=== Data for this exercise ===
|---|

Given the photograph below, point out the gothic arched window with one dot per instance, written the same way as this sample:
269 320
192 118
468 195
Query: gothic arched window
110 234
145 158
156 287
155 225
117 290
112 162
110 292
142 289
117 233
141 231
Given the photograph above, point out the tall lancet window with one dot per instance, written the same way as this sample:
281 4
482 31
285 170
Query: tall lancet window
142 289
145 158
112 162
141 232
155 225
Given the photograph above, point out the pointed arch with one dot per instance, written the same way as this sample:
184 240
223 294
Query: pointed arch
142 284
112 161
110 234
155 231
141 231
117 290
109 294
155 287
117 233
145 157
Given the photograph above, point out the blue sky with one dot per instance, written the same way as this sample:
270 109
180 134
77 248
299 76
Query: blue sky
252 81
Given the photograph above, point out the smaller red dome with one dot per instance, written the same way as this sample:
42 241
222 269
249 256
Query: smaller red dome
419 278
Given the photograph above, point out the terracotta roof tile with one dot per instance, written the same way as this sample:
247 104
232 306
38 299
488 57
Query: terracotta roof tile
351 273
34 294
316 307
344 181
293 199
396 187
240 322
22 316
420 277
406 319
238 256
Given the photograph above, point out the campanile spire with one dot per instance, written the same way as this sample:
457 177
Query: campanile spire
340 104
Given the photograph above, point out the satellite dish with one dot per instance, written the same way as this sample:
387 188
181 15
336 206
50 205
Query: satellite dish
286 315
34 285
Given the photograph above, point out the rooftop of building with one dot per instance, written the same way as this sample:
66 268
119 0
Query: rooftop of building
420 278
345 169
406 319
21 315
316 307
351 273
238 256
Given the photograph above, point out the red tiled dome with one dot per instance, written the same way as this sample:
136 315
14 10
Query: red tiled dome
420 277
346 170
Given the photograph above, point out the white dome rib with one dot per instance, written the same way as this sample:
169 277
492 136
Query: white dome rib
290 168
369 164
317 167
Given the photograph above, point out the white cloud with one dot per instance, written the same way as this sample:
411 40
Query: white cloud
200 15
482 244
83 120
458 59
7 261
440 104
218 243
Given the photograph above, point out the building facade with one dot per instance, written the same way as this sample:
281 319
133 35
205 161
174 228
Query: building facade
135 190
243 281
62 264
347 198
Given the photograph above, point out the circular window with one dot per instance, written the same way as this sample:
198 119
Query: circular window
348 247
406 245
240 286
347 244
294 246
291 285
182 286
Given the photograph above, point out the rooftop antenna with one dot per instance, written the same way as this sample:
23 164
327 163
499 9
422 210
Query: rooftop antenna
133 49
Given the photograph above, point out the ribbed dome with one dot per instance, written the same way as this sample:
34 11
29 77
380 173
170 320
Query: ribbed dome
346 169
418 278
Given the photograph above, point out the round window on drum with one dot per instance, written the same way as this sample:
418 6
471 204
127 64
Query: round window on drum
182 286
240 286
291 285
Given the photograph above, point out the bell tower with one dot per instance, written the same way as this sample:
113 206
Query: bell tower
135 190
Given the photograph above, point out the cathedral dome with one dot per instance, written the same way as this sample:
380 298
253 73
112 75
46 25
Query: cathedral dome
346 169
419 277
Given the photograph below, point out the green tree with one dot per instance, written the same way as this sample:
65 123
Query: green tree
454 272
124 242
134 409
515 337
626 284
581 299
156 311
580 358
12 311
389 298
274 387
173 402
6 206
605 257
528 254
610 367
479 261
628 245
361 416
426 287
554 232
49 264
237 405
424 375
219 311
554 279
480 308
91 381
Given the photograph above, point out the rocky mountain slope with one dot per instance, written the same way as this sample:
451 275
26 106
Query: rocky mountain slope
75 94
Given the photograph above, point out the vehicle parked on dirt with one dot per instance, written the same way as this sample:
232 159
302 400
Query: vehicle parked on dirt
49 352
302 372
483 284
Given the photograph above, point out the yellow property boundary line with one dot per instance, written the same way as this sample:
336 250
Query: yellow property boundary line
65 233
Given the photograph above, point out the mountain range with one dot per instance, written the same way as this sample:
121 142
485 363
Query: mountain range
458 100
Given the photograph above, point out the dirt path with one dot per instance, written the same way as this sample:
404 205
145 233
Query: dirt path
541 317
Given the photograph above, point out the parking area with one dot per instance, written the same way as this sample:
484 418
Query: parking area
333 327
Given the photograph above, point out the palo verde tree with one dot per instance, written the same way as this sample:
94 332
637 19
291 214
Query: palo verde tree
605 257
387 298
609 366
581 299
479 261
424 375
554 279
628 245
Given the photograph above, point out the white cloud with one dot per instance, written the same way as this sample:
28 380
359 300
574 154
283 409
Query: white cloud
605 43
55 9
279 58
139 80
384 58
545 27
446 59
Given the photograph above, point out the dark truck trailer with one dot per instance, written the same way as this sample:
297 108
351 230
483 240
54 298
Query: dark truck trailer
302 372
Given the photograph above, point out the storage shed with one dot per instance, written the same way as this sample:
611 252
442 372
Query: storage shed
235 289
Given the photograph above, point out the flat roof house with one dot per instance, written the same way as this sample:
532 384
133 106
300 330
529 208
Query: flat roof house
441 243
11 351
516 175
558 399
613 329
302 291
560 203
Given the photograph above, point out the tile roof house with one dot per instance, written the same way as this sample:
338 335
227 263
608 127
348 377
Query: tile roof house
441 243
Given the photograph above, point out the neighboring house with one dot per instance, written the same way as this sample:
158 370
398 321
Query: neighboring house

|---|

Nothing in the data may differ; print all of it exactly as written.

Given the photograph below, point out the gothic arched window with one dot per instance, written the same way as this sample:
269 320
192 118
468 195
Query: gothic arched window
110 234
145 158
156 287
155 225
117 290
112 162
110 292
142 289
117 233
141 231
Given the photograph above, point out the tall lancet window with one dot per instance, written the same way as this sample:
281 4
482 31
285 170
Query: tall lancet window
142 289
145 158
112 162
141 232
155 225
Given the photograph above, point out the pointed arch with one dot per instance, written the same way as this sample:
184 240
223 294
Query: pointed arch
142 284
112 161
110 234
155 231
141 231
117 290
109 294
155 287
117 233
145 157
Given the photograph above, point out the blue sky with one dot per instance, written the same way as this sample:
270 109
180 134
77 248
299 76
Query: blue sky
252 81
Given the photograph above, point out the smaller red dome with one dot per instance, written the same way as this sample:
42 241
222 269
249 256
Query: smaller red dome
419 278
Given the photograph above, point out the terracotta roof tile with one dot per instance, written the same way as this sample:
247 104
232 306
38 299
488 57
Query: terracotta roof tile
351 273
34 294
316 307
344 181
293 199
396 187
240 322
22 316
420 277
406 319
238 256
Given the photograph above, point out the campanile spire with one dot per instance, written the same way as this sample:
457 177
Query: campanile spire
340 104
Given the photograph above, point out the satellite dish with one dot per instance, written the same way as this sample:
387 188
181 15
336 206
50 205
Query: satellite dish
286 315
34 285
Given the photograph above, point out the rooftop of building with one dot per instance, written the same way as this sample:
66 268
119 0
Query: rooftop of building
420 278
345 169
406 319
21 315
316 307
351 273
238 256
Given the photograph above, point out the red tiled dome with one dot per instance, written the same way as this sample:
136 315
14 10
Query: red tiled dome
420 277
346 170
Given the photograph above, point out the white dome rib with one dot per instance, written the same way as this sample:
169 277
492 136
Query: white dome rib
290 168
369 164
317 167
Given the photograph above, point out the white cloud with one dot per instance, written the same way as this sample:
411 40
Query: white cloud
200 15
482 244
83 120
458 59
7 261
440 104
218 243
Given the photograph above, point out the building facade with one dot per instance, written the same way as this sample:
281 319
133 35
205 161
174 228
Query: building facade
135 190
243 281
62 264
347 198
Given the photograph above, point out the circular window with one dot per instance, written the same way as this sample:
198 119
Query: circular window
348 247
406 245
240 286
347 244
294 246
291 285
182 286
Given the photograph above, point out the rooftop antenna with one dot per instance, written the same way as this sample:
23 164
327 163
499 9
422 210
Query: rooftop antenna
133 49
Given the photograph above, point out the ribbed dome with one dot per instance, written the same way as this sample:
34 11
29 77
380 173
170 320
Query: ribbed dome
346 169
418 278
Given the photograph above, point out the round window on drum with one dot per instance, written the same way as this sample:
418 6
471 204
127 64
Query: round window on drum
182 286
240 286
291 285
Given the photograph above, point out the bell tower with one dot per instance, written the same way as this sample:
113 206
Query: bell tower
135 190
Given the photograph above, point out the cathedral dome with one dot per instance, written the same way as this sample:
380 298
253 73
112 75
46 25
Query: cathedral dome
346 169
419 277
Given the photograph below, point out the green tree with one dot per instance, written the same way as this sample:
65 123
Query: green tree
454 272
124 242
134 409
515 337
626 284
581 299
156 311
580 358
12 311
389 298
274 387
173 402
6 206
605 257
528 254
610 367
479 261
628 245
361 416
426 287
554 232
49 264
237 405
424 375
219 311
554 279
480 308
91 381
Given the photograph above, point out the rocky mountain slope with one dot per instance, written the same way as this sample:
451 275
26 106
Query: rocky mountain slope
75 94
Given the photograph above, point out the vehicle parked on dirt with one dot per instance, written the same way as this sample:
232 159
302 400
Query: vehicle parked on dirt
49 352
302 372
483 284
Given the photograph above, point out the yellow property boundary line with one dot per instance, written the same way as this sample:
336 250
Query: yellow property boundary line
65 233
Given the photograph above, point out the mountain range with one dot per instance, written the same way as this sample:
121 142
485 363
Query: mountain range
458 100
Given the photograph above, point out the dirt path with one dot per instance, written the same way as this sample:
404 205
145 233
Query: dirt path
541 317
Given the photograph above, point out the parking area with one dot per instance, written the same way as this sample:
484 418
Query: parking area
333 327
Given the photograph above, point out the palo verde tree with one dot per instance, written the same way as this sample:
94 332
637 19
291 214
Query: palo verde tree
605 257
387 298
609 366
581 299
479 261
424 375
554 279
628 245
Given the photograph above, point out the white cloud with one dot per instance, written the same way as this sample:
28 380
359 300
574 154
283 409
Query: white cloud
605 43
55 9
279 58
139 80
384 58
545 27
446 59
Given the photograph above, point out the dark truck trailer with one dot per instance, written the same way as this sample:
297 108
351 230
483 240
54 298
Query: dark truck trailer
302 372
Given the photograph above, point out the storage shed with one dot per instance, written the same way as this sample:
611 252
442 372
Query: storage shed
235 289
Given the photograph above, point out the flat roof house with one dot per instance, written the same way as this sample:
532 384
133 106
300 330
529 208
Query: flat roof house
441 243
11 351
516 175
558 399
613 329
302 291
560 203
Given the photograph above, point out the tile roof house with one dot per instance, written the same way as this sample:
338 335
227 263
608 127
348 377
Query: tile roof house
441 243
Given the photograph above, point out the neighboring house with one dot per instance, written the same way as this sample:
158 370
398 321
Query: neighboring house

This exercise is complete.